WRITTEN PROBLEM: Extract from the material below every line that contains the string "striped", treating uppercase and lowercase letters as distinct.

EXTRACTED ENTRIES:
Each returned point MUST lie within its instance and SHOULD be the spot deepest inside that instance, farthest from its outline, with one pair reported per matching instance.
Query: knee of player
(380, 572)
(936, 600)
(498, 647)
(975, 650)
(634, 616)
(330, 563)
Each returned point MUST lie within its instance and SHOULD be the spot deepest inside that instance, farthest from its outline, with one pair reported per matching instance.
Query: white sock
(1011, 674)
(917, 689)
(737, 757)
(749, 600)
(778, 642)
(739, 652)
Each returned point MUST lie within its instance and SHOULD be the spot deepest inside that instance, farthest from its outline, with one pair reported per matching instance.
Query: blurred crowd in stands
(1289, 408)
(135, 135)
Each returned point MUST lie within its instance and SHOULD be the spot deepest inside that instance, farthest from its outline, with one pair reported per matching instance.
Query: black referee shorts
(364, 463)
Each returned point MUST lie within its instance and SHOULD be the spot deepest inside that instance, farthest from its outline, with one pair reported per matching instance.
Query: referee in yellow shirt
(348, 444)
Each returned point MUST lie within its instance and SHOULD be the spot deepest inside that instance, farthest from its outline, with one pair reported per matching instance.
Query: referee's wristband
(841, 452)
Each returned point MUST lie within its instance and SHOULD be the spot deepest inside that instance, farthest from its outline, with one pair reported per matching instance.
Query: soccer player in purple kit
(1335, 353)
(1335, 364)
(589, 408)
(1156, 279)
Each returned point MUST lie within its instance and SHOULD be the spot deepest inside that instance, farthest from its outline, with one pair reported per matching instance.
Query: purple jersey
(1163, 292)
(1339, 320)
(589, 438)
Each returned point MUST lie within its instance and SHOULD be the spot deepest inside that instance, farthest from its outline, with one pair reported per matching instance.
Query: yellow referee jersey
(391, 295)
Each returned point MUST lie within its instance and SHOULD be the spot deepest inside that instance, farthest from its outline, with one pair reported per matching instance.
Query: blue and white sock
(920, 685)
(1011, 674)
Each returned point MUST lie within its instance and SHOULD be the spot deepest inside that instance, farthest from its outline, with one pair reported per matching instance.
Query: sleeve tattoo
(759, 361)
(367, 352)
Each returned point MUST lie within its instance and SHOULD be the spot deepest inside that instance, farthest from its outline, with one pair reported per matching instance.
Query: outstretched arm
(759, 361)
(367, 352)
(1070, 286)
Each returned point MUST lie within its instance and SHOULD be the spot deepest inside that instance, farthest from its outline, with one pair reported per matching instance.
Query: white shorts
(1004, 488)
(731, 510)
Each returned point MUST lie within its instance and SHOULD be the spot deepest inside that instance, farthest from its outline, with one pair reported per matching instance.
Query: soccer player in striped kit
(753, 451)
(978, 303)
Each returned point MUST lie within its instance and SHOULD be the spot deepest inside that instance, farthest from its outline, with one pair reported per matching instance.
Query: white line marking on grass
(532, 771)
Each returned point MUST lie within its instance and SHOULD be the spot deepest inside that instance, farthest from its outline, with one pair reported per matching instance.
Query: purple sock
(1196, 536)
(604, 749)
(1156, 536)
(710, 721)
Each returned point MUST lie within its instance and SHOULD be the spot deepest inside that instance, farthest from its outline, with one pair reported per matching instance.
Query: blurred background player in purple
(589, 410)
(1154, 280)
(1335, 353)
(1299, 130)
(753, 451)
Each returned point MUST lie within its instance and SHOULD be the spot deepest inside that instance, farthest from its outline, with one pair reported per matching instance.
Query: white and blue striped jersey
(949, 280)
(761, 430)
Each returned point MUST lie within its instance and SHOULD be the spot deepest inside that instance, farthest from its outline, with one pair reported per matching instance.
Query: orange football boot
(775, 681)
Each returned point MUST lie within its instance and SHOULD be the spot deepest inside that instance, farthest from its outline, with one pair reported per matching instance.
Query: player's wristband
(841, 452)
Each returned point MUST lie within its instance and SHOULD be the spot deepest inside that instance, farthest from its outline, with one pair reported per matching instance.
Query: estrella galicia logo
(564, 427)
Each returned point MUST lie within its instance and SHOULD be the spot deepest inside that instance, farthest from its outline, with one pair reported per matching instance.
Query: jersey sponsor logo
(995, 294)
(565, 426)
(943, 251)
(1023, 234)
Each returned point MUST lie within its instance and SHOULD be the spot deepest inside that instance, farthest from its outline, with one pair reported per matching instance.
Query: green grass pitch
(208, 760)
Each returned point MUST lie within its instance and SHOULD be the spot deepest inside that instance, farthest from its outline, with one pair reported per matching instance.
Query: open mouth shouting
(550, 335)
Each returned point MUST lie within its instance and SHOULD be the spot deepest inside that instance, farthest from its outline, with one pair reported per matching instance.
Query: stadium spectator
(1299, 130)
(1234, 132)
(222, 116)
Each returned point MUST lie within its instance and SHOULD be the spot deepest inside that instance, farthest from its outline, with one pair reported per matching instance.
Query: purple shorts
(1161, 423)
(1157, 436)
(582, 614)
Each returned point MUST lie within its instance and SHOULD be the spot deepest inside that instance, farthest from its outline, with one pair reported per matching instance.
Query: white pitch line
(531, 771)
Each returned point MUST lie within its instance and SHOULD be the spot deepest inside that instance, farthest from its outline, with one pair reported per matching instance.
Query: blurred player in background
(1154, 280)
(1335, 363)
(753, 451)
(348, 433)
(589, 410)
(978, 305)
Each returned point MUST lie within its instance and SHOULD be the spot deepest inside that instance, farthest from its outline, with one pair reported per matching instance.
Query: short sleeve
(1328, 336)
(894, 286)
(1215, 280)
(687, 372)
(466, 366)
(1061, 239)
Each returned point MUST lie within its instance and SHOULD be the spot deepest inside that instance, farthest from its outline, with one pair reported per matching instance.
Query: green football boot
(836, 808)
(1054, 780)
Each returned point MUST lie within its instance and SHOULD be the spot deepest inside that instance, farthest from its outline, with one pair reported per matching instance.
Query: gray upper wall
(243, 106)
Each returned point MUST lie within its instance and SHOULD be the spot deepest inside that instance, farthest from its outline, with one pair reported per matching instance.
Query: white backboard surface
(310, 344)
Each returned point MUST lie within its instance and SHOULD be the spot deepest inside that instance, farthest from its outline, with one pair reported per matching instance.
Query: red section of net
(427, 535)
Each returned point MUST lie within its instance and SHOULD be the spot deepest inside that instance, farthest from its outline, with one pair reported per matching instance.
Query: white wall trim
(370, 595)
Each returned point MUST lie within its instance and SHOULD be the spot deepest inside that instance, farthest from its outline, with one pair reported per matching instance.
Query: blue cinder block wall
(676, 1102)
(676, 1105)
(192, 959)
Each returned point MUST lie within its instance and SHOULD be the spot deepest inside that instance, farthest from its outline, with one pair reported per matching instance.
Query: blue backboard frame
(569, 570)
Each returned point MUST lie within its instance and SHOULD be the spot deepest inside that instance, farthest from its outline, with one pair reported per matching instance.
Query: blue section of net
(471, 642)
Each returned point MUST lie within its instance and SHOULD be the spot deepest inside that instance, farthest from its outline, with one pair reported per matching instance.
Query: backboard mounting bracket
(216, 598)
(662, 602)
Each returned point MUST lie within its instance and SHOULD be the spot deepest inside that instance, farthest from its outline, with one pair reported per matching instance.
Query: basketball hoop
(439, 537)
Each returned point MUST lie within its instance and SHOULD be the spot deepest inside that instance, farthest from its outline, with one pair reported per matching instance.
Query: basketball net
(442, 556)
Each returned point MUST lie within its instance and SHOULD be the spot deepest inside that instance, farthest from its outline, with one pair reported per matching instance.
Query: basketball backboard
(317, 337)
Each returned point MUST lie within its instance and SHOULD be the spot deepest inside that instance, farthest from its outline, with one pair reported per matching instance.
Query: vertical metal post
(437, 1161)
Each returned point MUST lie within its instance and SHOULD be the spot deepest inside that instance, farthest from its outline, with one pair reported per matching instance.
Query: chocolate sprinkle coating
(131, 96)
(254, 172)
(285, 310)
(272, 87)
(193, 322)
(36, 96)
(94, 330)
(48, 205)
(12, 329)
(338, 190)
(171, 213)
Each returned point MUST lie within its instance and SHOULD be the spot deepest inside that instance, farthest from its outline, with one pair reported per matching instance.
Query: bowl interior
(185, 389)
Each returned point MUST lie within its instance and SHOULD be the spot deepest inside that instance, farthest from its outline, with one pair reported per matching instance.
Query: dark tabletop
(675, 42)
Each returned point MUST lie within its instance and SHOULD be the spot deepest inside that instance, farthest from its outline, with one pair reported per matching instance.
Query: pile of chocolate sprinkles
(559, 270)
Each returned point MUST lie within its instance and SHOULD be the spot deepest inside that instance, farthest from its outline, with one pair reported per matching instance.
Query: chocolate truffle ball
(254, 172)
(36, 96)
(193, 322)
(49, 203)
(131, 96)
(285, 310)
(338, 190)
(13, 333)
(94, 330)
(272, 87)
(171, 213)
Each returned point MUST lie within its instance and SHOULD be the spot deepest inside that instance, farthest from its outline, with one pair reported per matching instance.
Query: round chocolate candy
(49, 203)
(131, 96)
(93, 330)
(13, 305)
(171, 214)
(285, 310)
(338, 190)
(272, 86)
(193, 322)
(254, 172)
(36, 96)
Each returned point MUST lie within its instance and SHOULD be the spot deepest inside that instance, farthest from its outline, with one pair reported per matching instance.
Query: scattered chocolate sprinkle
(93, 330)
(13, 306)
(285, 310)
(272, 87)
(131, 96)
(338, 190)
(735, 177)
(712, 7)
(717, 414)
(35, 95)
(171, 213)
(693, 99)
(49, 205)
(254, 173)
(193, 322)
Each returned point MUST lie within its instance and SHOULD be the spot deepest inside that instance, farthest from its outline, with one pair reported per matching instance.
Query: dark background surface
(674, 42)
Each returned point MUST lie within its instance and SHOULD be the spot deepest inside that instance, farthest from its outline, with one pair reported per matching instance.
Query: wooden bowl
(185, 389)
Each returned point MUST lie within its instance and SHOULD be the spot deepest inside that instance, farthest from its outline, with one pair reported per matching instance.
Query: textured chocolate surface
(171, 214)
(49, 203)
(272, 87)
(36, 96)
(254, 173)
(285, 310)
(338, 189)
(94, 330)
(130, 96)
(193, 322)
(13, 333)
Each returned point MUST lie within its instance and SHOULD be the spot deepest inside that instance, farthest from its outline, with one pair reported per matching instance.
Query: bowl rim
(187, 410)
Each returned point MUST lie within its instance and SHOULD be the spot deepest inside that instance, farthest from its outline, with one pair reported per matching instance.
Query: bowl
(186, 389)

ANSWER:
Query: soccer player in striped kit
Query: white and blue striped jersey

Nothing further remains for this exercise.